The  political organization of the historical Ashanti Empire was characterized by stools which denoted "offices" that were associated with a particular authority. The Golden Stool was the most powerful of all, because it was the office of the King of the Ashanti Empire. Scholars such as Jan Vansina have described the governance of the Ashanti Empire as a federation where state affairs were regulated by a council of elders headed by the king, who was simply primus inter pares.

Structure and organization 

In all, the Ashanti state was a centralized state made up of a hierarchy of heads starting from the "Abusua Panyin" who was head of a family or lineage. The family was the basic political unit in the empire. The family or lineage followed the village organization which was headed by the Odikro. All villages were then grouped together to form divisions headed by a divisional head called Ohene. The various divisions were politically grouped to form a state which was headed by an Omanhene or Amanhene. Finally, all Ashanti states formed the Ashanti Empire with the Asantehene as their king. The Seventy-Seven Laws of Komfo Anokye, drafted by Okomfo Anokye, served as the codified constitution of the Ashanti Empire.

| RECORD EXCERPTS |
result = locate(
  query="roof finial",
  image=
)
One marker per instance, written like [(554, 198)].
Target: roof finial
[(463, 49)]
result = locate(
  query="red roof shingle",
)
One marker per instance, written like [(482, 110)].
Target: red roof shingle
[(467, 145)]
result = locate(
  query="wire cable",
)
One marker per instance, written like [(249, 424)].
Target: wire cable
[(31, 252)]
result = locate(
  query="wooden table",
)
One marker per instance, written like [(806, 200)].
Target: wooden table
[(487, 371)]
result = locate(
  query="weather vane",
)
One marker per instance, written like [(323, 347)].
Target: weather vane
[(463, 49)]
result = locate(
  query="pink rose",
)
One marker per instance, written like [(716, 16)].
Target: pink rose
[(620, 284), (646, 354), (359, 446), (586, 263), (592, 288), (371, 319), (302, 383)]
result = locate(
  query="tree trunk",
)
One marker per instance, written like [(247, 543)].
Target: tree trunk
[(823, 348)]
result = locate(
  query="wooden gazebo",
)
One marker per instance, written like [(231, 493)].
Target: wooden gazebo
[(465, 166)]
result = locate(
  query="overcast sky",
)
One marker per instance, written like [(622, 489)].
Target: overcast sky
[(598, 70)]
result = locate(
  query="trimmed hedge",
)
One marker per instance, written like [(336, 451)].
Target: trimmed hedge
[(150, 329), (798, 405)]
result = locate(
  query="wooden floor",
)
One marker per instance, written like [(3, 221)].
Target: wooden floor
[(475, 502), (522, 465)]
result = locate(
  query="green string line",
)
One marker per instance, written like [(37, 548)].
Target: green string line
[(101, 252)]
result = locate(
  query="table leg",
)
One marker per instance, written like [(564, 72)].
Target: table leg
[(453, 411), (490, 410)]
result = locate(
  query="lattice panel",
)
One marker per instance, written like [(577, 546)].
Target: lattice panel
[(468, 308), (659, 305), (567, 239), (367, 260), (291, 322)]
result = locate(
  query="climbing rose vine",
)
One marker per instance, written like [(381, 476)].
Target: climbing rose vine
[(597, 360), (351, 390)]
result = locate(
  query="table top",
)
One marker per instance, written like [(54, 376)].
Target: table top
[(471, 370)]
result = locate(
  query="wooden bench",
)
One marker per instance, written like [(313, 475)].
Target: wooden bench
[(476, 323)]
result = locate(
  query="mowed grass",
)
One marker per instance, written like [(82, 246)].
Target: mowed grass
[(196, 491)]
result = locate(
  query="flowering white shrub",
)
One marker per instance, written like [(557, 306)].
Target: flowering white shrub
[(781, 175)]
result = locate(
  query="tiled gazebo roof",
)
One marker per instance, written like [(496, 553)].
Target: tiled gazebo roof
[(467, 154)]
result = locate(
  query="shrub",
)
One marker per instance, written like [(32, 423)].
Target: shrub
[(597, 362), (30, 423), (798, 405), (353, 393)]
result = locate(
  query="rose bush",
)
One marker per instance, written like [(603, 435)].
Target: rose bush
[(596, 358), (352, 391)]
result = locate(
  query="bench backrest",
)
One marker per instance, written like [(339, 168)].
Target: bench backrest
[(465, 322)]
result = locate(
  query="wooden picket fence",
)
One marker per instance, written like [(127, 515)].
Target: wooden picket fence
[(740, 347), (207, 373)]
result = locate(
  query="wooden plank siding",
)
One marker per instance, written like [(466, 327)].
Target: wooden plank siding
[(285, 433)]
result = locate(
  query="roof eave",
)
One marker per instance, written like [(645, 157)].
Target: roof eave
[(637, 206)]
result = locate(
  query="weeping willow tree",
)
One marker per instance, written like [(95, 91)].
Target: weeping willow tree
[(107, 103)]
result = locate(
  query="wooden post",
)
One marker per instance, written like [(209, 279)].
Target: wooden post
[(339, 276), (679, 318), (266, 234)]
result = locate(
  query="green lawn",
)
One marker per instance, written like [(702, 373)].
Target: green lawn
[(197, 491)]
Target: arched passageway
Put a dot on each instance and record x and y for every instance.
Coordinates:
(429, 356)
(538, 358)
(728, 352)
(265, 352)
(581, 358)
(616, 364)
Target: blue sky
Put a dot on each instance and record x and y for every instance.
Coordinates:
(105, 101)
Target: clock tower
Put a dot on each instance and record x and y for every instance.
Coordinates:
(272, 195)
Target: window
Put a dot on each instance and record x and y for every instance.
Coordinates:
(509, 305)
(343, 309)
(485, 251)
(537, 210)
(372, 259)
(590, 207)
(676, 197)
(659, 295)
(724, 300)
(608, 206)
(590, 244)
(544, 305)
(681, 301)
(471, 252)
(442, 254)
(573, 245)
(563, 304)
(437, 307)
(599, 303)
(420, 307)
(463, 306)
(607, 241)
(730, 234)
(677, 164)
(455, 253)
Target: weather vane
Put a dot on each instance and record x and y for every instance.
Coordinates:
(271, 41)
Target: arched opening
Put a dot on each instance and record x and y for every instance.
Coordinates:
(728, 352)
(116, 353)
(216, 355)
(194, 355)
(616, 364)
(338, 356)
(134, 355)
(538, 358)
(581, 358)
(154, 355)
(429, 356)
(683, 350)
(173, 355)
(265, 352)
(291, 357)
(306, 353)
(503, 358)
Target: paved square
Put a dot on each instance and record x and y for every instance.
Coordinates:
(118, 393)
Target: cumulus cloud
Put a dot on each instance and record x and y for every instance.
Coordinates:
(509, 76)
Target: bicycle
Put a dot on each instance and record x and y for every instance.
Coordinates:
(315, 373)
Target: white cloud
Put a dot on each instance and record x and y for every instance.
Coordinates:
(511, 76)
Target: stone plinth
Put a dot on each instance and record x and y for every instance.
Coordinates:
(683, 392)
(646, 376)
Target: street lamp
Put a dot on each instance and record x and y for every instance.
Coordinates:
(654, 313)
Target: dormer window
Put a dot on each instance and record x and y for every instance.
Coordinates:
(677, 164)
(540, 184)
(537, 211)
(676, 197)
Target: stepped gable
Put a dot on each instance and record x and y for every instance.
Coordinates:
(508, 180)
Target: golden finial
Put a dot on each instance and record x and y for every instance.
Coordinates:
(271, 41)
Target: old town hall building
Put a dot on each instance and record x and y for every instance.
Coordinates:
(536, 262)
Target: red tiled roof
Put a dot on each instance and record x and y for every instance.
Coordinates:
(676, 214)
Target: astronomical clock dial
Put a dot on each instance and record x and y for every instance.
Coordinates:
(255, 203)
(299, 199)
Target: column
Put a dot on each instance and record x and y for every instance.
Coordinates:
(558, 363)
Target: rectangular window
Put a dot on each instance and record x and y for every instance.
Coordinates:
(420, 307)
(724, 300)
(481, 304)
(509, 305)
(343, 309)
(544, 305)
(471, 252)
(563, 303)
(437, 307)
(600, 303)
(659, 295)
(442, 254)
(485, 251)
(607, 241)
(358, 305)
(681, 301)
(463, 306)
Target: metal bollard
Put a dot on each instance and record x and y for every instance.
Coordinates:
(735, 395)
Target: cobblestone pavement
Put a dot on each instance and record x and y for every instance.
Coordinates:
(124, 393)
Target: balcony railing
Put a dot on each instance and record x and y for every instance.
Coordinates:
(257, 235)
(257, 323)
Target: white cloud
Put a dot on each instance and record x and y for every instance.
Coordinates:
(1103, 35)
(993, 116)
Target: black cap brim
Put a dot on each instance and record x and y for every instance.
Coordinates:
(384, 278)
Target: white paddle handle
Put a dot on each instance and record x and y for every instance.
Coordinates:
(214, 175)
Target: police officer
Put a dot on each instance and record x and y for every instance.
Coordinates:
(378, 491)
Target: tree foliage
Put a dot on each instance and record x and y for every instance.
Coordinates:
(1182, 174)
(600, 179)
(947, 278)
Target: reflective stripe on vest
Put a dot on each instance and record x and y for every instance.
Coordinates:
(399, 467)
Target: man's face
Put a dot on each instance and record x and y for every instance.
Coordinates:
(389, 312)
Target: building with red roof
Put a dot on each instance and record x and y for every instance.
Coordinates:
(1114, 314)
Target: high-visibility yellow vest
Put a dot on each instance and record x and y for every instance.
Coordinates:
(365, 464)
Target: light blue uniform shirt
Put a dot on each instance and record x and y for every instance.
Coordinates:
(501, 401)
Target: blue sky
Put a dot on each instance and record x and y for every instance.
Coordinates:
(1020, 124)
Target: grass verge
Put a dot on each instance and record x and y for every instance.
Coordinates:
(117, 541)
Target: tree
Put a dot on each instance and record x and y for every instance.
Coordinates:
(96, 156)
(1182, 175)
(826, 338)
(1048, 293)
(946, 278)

| GOAL A |
Answer these questions from the passage on Ashanti political organization, one line each:
(i) Which stool was the most powerful of all?
(ii) What title did the head of a village hold?
(iii) Who drafted the Seventy-Seven Laws that served as the codified constitution?
| GOAL B |
Decide whether each statement agrees with the passage on Ashanti political organization. Answer yes or no, and quote the words from the passage that settle it.
(i) Jan Vansina described the governance of the Ashanti Empire as a federation.
(ii) The village was the basic political unit in the empire.
(iii) A division was headed by an Omanhene.
| GOAL C |
Write a continuation of the passage on Ashanti political organization, starting after its final sentence.

| EXERCISE ANSWER A |
(i) The Golden Stool
(ii) Odikro
(iii) Okomfo Anokye

| EXERCISE ANSWER B |
(i) Yes: "Scholars such as Jan Vansina have described the governance of the Ashanti Empire as a federation"
(ii) No: "The family was the basic political unit in the empire."
(iii) No: "All villages were then grouped together to form divisions headed by a divisional head called Ohene."

| EXERCISE ANSWER C |
The Golden Stool 

The Golden Stool was the most powerful of all stools or "offices" in the Ashanti Empire. It was occupied by the Asantehene (King). According to Ashanti oral tradition, the Golden Stool first appeared near the end of the 17th century. It became the spiritual centre of the Empire after King Osei Tutu unified the Ashanti city-states into one empire. According to oral tradition, Okomfo Anokye, the chief priest and adviser of Osei Tutu, brought down the stool from the sky to the earth. He demanded that all chiefs of the Ashanti city-state surrender their stools and recognize the supremacy of the Golden Stool.

Asantemanhyiamu/Kotoko council 
The  was a council made up of the Amanhene, Kumasi chiefs and provincial rulers which met once a year. The Asantemanhyiamu translates as a "Great Council"  or "National Assembly." Some scholars have suggested that the Asantemanhyiamu and the Kotoko council were the same or a similar institution. The Asantemanhyiamu served as the judicial and legislative body of the state.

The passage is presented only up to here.